# [Exercise objective]
From the passage about Azerbaijan's First Lady, quote the part between "It was prescient" and "oil of Texas.", inclusive.

# [Given text]
====

They had acquired well-documented evidence that his family has secret ownership stakes in the country’s largest businesses including banks, construction companies, gold mines and phone companies. Maybe he was “Thief of the Year.”
Meet Azerbaijan’s First Lady, president of the Heydar Aliyev Foundation, UNESCO Goodwill Ambassador, chair of the Organizing Committee of the Eurovision Song Contest, winner of the 2014 “Olympic Excellence” Special Honorary Prize of the International Olympic Academy for promotion of Olympic values, vice-president of the Azerbaijan National Olympic Committee, Member of the Azerbaijani Parliament, vice-president of the ruling YAP – Yeni Azerbaijan Party – (take breath ) . . . Chairperson of the Baku 2015 European Games Organizing Committee, Mehriban Aliyeva, neé Pashayev.
Mehriban and Michael – and sometimes Sonny – live well, according to another Wiki-leaked US embassy cable. “There appeared to be an eerie sense of disconnect between President Aliyev’s personal, private residence and the socioeconomic conditions for average Baku residents,” reported the ambassador in 2007. He and other diplomats were taken aback at the “ostentatious display and opulence” at the ruling couple’s beach-front dacha with its “stunning” views of the Caspian.
It was prescient of Mehriban to take the Presidency of the Azerbaijan Gymnastics Federation in 2002. These Games feature Rhythmic and Artistic Gymnastics in the spectacular new National Gymnastic Arena, described by the Financial Times as “a delightful essay in architecture parlante,” built by Pasha Construction. Yes, its her clan and their conglomerate includes several banks, including Pasha Bank, Pasha Insurance, a TV station and much, much more. They are probably the richest tribe in this land, the size of Ireland but with twice the oil of Texas.
The bus carrying them “sped toward the Presidential dacha through roads that were completely cleared of traffic.” Lunch took four hours and “guests were treated to plenty of caviar, sturgeon, and wine, interspersed with frequent vodka/wine toasts . . . There were several underground saunas and an enormous indoor swimming pool. An indoor fountain and gold trimming throughout underscored the extravagance.”
THE FIRST LADY’S PROPAGANDA MACHINE is driven from a substantial, detached redbrick house in the pleasant Buckinghamshire countryside to the north of London. Former Guardian athletics reporter Duncan MacKay was declared bankrupt in 2010 for unpaid billson a previous sports website but has recovered to build an empire of interlocking online publications. They generate remarkably favourable coverage of the International Olympic Committee, its wealthiest individual member, cities hoping to host Summer and Winter Games and martial arts federations. And the Corleones of the Caspian.

====

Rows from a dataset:
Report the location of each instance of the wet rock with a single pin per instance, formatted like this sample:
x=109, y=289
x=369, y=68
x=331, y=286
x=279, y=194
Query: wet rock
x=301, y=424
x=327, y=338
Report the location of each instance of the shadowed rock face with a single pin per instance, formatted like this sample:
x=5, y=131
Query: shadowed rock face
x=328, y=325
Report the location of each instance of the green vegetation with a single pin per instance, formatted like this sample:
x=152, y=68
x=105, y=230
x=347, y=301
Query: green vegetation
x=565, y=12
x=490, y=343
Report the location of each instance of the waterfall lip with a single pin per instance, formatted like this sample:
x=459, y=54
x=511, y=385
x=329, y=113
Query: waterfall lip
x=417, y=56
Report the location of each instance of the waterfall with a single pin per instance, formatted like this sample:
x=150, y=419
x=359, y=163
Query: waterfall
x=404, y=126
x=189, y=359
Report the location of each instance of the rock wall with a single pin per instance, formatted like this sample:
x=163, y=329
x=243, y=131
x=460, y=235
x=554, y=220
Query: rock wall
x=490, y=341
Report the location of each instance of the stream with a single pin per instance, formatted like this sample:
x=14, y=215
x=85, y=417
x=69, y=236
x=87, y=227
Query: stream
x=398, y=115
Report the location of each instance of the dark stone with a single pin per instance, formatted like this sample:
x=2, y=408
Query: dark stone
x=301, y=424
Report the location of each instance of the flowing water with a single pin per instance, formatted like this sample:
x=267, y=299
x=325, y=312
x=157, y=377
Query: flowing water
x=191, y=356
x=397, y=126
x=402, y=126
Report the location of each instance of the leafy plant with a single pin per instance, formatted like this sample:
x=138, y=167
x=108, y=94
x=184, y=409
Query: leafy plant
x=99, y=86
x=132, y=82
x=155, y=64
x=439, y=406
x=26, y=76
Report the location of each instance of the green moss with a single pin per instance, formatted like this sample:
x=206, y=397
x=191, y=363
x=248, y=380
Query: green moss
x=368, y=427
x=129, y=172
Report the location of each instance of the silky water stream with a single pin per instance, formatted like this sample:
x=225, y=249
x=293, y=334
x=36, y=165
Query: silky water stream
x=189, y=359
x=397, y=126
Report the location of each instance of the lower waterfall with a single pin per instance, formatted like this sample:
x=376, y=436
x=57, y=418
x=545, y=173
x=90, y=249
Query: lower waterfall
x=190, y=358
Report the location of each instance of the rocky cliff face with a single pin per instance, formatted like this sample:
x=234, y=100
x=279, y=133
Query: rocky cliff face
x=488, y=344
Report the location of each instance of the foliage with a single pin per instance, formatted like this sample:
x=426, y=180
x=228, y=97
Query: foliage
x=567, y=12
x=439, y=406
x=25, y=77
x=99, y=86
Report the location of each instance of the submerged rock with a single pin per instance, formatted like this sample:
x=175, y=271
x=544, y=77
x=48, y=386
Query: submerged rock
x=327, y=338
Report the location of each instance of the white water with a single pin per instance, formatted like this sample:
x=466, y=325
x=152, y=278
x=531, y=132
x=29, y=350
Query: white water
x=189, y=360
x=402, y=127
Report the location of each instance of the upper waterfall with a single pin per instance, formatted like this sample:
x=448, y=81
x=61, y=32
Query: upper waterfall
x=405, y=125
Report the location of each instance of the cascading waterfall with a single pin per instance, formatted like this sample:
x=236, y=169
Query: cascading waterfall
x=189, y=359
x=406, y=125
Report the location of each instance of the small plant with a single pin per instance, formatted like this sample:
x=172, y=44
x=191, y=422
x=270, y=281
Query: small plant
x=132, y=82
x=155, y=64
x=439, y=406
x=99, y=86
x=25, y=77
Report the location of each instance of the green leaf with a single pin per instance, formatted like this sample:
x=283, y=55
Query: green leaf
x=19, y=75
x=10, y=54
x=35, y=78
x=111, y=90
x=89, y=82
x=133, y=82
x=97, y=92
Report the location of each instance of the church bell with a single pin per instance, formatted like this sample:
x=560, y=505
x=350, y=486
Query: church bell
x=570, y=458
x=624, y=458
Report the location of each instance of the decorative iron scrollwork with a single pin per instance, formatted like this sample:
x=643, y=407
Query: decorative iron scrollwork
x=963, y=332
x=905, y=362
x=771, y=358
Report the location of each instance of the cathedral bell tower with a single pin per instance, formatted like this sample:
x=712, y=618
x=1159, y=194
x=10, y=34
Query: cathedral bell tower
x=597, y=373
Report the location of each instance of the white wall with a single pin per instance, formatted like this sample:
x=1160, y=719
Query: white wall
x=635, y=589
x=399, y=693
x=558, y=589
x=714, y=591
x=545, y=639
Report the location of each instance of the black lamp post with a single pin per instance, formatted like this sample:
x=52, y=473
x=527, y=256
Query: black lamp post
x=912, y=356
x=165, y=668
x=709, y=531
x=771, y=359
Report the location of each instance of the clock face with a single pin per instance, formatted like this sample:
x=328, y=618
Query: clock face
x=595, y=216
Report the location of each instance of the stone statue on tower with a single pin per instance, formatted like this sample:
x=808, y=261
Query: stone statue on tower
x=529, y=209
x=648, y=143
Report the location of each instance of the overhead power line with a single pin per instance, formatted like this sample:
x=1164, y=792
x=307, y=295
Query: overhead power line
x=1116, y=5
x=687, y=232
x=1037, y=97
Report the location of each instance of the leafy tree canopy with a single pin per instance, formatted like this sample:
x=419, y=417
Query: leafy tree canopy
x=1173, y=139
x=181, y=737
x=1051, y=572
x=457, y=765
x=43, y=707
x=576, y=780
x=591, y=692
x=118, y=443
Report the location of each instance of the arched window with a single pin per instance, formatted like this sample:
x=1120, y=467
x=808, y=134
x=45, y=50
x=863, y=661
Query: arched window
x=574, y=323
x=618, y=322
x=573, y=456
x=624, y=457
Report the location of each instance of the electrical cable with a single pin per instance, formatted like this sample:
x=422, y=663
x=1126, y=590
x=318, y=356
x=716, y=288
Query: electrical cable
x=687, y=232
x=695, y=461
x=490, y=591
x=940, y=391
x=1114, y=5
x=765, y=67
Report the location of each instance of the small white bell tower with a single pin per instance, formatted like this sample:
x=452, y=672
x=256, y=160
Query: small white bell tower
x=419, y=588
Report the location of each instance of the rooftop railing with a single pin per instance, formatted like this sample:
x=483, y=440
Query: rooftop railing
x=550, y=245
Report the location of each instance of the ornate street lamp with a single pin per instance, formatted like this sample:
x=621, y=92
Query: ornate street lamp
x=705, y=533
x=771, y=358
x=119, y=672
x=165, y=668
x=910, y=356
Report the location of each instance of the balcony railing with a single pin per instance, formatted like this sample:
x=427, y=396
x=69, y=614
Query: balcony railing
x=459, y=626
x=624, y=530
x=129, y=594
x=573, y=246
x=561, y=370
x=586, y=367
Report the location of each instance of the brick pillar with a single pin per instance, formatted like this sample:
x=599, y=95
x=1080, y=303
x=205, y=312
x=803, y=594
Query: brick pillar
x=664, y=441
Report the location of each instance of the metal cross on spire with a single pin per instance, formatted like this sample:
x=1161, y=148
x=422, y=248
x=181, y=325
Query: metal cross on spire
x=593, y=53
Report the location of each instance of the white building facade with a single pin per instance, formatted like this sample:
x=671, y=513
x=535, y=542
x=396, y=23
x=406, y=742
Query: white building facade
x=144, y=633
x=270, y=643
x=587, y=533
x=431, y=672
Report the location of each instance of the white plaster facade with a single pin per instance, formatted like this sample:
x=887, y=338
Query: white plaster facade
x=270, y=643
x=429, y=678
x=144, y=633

====

# [Task response]
It was prescient of Mehriban to take the Presidency of the Azerbaijan Gymnastics Federation in 2002. These Games feature Rhythmic and Artistic Gymnastics in the spectacular new National Gymnastic Arena, described by the Financial Times as “a delightful essay in architecture parlante,” built by Pasha Construction. Yes, its her clan and their conglomerate includes several banks, including Pasha Bank, Pasha Insurance, a TV station and much, much more. They are probably the richest tribe in this land, the size of Ireland but with twice the oil of Texas.